● Opdracht: Tel de regels hieronder waarin het woord "with" voorkomt en geef alleen dat aantal.

● Materiaal bij opdracht:

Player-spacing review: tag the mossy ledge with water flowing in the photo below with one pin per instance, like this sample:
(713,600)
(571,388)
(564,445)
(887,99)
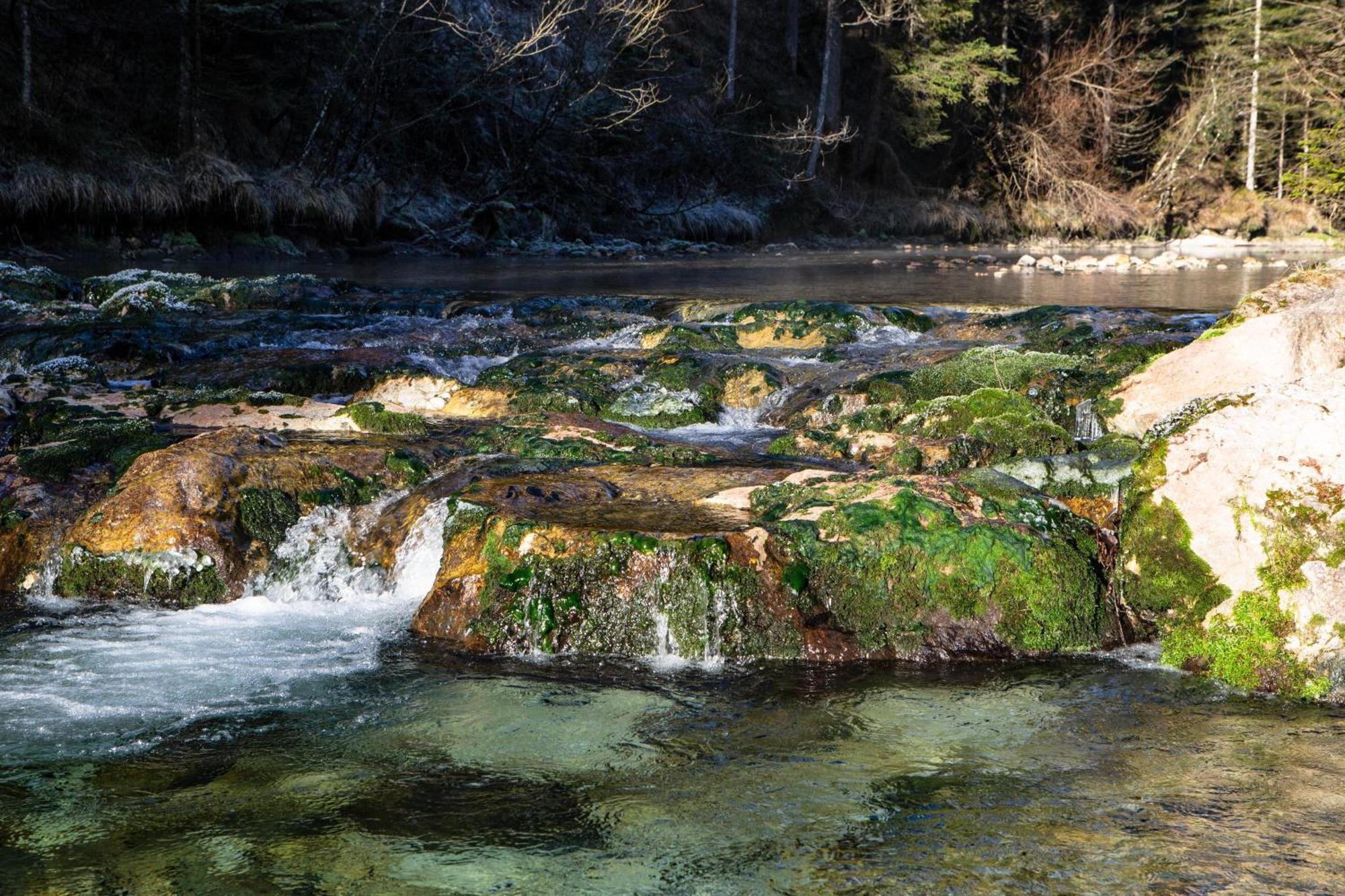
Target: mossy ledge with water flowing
(621,475)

● Oplossing: 2